### Your objective
Format the data below as a numbered list, one line per item, omitting blank lines and leaving the pictures out.

### Given data
__________________________________________________

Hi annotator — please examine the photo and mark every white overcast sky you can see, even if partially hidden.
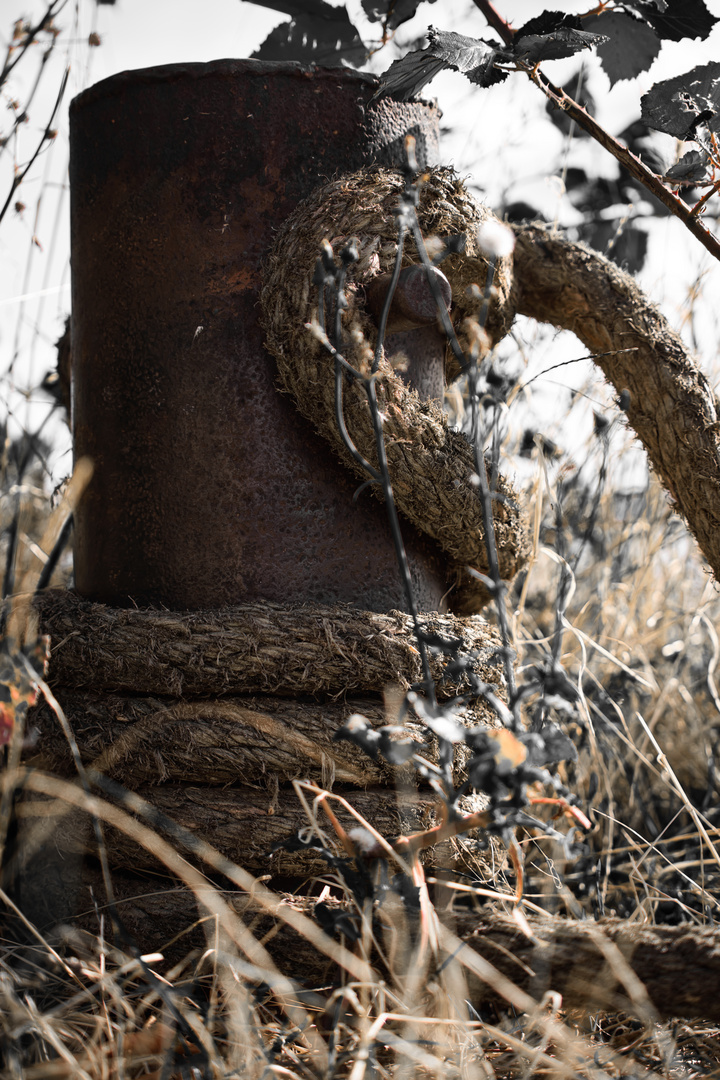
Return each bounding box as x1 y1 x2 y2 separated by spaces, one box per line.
0 0 720 474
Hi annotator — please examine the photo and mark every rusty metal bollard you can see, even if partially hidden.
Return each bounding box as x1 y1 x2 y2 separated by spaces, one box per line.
70 60 445 610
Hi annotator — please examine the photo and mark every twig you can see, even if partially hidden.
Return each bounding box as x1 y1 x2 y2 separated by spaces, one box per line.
474 0 720 261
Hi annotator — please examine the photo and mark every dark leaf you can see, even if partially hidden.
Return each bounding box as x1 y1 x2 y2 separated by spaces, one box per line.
640 63 720 139
513 29 608 64
427 26 507 72
363 0 435 30
580 221 648 273
253 0 367 67
465 55 508 86
515 11 583 38
377 26 504 102
623 0 667 18
376 49 448 102
584 12 661 86
513 11 604 64
665 150 710 184
521 724 578 766
644 0 718 41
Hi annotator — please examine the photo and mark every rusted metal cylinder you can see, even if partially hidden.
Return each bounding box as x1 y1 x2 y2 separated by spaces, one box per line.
70 60 445 610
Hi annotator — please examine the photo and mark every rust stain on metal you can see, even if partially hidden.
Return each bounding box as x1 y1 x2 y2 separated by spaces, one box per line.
70 60 445 610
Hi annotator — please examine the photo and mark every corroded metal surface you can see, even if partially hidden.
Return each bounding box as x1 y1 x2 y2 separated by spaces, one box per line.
70 60 445 610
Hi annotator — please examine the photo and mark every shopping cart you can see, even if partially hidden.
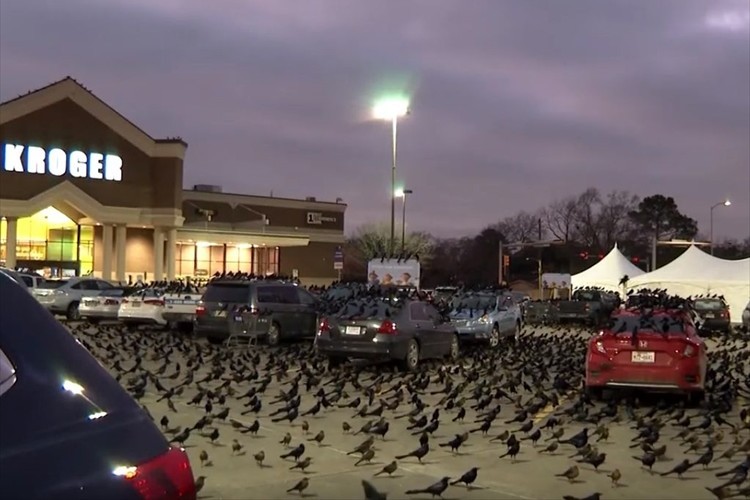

__________________________________________________

### Task response
1. Hi annotator — please examine the photo and mark every white overcast sky you can see, even if partially hidden.
2. Return each bounding box as x1 y1 x2 y2 separated by spaces, one box per line.
3. 0 0 720 474
4. Hi annotator — please examine the photo and mark every rusty metal bollard you can see, even if partially hidden.
5. Return each bounding box as x1 y1 x2 y2 separated by spaces, one box per line.
6. 70 60 445 610
7. Hi annotator — please examine the photo and mark every twig you can see, even if partially hidden.
8. Return each bounding box as x1 y1 x2 y2 separated by spaces, one box per line.
9. 474 0 720 261
10. Hi annotator — please examine the photo and mark every dark leaf you can see, even if partially hidden.
11. Return each bounding box as x1 y1 x2 y2 separated by spaces, one box per line.
12. 640 63 720 139
13. 513 29 608 64
14. 427 26 507 72
15. 363 0 435 30
16. 580 221 648 273
17. 253 0 367 67
18. 465 55 508 86
19. 515 11 583 38
20. 377 26 504 102
21. 623 0 667 18
22. 376 49 448 102
23. 584 12 661 86
24. 513 11 604 64
25. 665 150 710 184
26. 521 724 578 766
27. 644 0 718 41
28. Hi annotator — please examine the photo and mark every rusted metal cylinder you can see, even if partially hidden.
29. Return each bounding box as x1 y1 x2 y2 separated by spaces, one box per line.
30. 70 60 445 610
31. Hi annotator — please examine the photo and mark every rust stain on metal you can see, even if partially hidden.
32. Return each bounding box as x1 y1 x2 y2 separated by spaces, one box per line.
33. 70 60 445 610
34. Hi annotator — please examine the photo and mark every corroded metal surface you can see, even if partially hidden.
35. Return each bounding box as x1 y1 x2 y2 separated by spaces, one box per line.
36. 70 60 445 610
37. Hi annotator — please examine the photo and mark every shopping cart you can see, even if partially hidden.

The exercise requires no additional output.